### [Reading text]
+--

The fields, managed by Mekorot, Israel’s national water company, are the final treatment phase. They are flooded with wastewater that eventually sinks through nearly 100 feet of sand, a filtration process that takes 400 days. At the end of the complex procedure, the water is pumped out
Recently the company began to develop advanced methods of purifying the sewage before recharging it into the sand. This became necessary as despite the benefits of the current purification process, it was discovered that when the wastewater is recharged into the ground after undergoing primary purification, it damages the soil that it reaches before it hits the sand. As a result of that damage, experts looked at new ways to purify the wastewater, which are not easy to find in densely populated areas.
Today the purified water from Shafdan is almost equal in quality to drinking water, and is used for irrigation in the Negev. The plant is also energy self-sufficient.
Sorek Desalination plant
Until, 2004 Israel relied entirely on groundwater and rain, but today it has four seawater desalination plants running; Sorek being the largest. Desalination plants account for 40 percent of Israel’s water supply.

+--

### [Problems]
[a] According to the Israel water passage, what share of the country's water supply comes from desalination plants?
[b] Write the next few sentences of the Israel water passage, following on from its final sentence.
The rows are taken from a different source than the Israel water passage.

+--

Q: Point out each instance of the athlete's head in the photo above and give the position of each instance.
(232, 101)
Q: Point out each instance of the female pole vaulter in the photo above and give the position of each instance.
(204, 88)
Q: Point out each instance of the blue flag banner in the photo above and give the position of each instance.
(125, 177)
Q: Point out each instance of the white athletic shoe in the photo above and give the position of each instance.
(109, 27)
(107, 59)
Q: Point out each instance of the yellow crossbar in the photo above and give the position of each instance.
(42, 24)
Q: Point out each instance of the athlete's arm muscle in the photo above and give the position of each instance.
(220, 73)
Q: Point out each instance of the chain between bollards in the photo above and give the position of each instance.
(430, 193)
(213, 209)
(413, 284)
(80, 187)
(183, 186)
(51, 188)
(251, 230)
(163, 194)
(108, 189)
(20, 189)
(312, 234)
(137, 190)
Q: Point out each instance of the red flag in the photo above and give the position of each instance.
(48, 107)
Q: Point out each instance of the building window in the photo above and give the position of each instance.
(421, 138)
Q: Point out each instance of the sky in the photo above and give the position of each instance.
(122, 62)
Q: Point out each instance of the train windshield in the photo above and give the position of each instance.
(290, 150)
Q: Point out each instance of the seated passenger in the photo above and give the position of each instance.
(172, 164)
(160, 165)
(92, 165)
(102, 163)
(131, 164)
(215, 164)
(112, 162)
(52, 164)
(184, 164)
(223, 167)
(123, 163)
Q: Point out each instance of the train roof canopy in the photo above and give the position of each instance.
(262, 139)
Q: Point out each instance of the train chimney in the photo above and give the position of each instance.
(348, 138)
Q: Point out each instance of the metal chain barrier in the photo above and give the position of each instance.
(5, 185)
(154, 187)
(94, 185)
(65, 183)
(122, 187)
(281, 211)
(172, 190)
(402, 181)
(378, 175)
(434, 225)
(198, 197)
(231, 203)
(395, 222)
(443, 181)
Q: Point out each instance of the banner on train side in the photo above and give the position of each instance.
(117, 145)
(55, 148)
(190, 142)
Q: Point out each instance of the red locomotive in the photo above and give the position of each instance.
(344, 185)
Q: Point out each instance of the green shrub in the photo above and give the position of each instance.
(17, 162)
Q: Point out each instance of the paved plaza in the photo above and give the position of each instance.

+--

### [The answers]
[a] Desalination plants supply 40 percent of Israel's water.

[b]
Located 15 kilometres from Tel Aviv, the Sorek desalination plant, built by IDE Technologies in 2013 for the Israeli government is the country’s largest desalination facility. At full capacity, the Sorek plant produces 627,000 cubic meters of water of desalinated water on a daily basis. Sorek uses the conventional reverse osmosis technology for desalination but due to engineering and materials advances, it produces clean water from the sea cheaply and at a scale never before achieved.
The plant is fitted with pressure tubes that are 16 inches in diameter rather than eight inches. This allows more capacity, needs only a fourth as much piping and other hardware, slashing costs.
The plant also has highly efficient pumps and energy recovery devices. “This is indeed the latest technology and allows one of the cheapest methods of potable water generation from seawater desalination in the world”, explains Udi Tirosh, the business development director at IDE Technologies.